═══ ENTRIES

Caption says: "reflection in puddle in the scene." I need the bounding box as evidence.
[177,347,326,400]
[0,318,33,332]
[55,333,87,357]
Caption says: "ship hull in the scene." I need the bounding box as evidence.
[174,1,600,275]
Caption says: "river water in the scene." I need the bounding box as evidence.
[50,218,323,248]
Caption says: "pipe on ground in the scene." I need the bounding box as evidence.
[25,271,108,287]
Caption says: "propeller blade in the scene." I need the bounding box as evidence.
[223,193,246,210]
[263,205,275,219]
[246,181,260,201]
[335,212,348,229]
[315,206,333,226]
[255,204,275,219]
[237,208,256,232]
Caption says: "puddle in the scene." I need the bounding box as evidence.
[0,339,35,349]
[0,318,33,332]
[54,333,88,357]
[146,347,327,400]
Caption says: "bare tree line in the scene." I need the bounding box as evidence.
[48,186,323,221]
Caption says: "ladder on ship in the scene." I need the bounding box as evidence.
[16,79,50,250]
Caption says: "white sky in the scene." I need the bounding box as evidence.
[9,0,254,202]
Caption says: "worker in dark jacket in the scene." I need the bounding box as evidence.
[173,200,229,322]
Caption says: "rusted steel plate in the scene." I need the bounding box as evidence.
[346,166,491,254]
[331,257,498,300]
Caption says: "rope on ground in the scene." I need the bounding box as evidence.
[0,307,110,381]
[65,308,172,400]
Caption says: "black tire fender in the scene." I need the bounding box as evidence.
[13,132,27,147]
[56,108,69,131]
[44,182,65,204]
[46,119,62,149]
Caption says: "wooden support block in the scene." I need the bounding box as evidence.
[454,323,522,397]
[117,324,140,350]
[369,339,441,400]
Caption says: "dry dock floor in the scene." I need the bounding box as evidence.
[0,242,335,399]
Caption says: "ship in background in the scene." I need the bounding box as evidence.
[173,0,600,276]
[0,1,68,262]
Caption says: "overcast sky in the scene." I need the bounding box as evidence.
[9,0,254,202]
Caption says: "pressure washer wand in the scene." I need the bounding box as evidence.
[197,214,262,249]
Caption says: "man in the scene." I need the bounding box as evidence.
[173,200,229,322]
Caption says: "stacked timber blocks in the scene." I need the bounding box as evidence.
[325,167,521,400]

══════
═══ ENTRIES

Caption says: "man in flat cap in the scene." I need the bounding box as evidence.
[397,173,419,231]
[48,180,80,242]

══════

● **WHAT IS ASKED**
List every line of the material that contains the string "ship". Matching is case-sensitive.

● **TASK OUTPUT**
Caption says: "ship hull in the scene." I need the bounding box as evidence.
Caption says: "ladder on ship in the scene." I need the bounding box as evidence.
Caption says: "ship in background in the scene." I need the bounding box as evidence.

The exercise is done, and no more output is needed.